### REQUIRED WORK
Reproduce everything in the press release on the share options from "iv) term -- the" down to "grant the options.", changing "Mr. Denner" to "Keith Denner" throughout.

### EXCERPT TO READ
====

VANCOUVER, British Columbia, April 10 /PRNewswire-FirstCall/ -- On July 6, 2006, Current Technology Corporation (the "Company") announced that Keith Denner had granted to the Chairman and to the Chief Executive Officer, for nominal consideration, options ("Options") to purchase common shares in the capital of the Company, from his personal holdings, under the following terms and conditions:

i) total number of shares under option -- 3,000,000;

ii) exercise price -- $0.38 (all funds USD) per share;

iii) vesting -- fifty percent of the options to vest if the Company's

shares close at $0.78 or higher, and the remaining fifty percent to

vest if they close at $1.14 or higher;

iv) term -- the option to expire on July 5, 2008;

v) Mr. Denner to have the right to donate all or a portion of the

3,000,000 shares to a charity or charities, subject to the terms of

the option agreements; and

vi) Robert Kramer must be an officer of the Company at the time of

exercise of the option.

The Company's Board of Directors has reviewed the terms of the options and confirmed they are fair to the Company and that no consideration was provided by the Company to Mr. Denner to induce him to grant the options.

"I have been and remain a long-term supporter of the Company," stated Mr. Denner. "I believe it is in the shareholders' best interests to incentivize the Chairman and CEO of the Company and I am pleased to do my part by offering a portion of my personal holdings to that end. I am very supportive of the Company's recent acquisition of a controlling interest in Celevoke, Inc. and feel it appropriate to extend the term of my option to Mr. Kramer for another year to July 5, 2009."

====

### DATA BLOCK
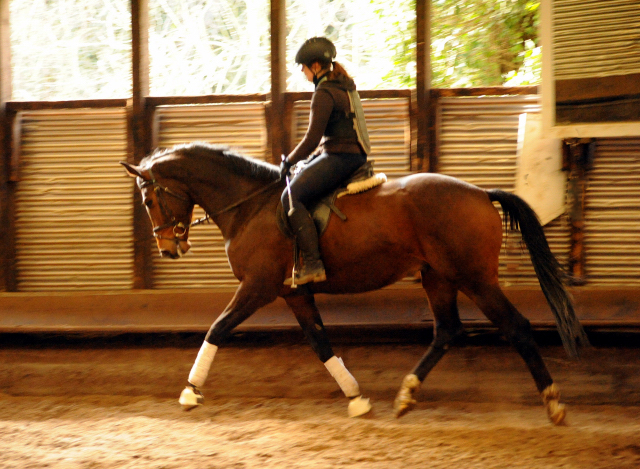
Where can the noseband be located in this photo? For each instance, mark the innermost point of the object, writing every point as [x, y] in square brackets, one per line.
[179, 228]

====

### FINAL RESULT
iv) term -- the option to expire on July 5, 2008;

v) Keith Denner to have the right to donate all or a portion of the

3,000,000 shares to a charity or charities, subject to the terms of

the option agreements; and

vi) Robert Kramer must be an officer of the Company at the time of

exercise of the option.

The Company's Board of Directors has reviewed the terms of the options and confirmed they are fair to the Company and that no consideration was provided by the Company to Keith Denner to induce him to grant the options.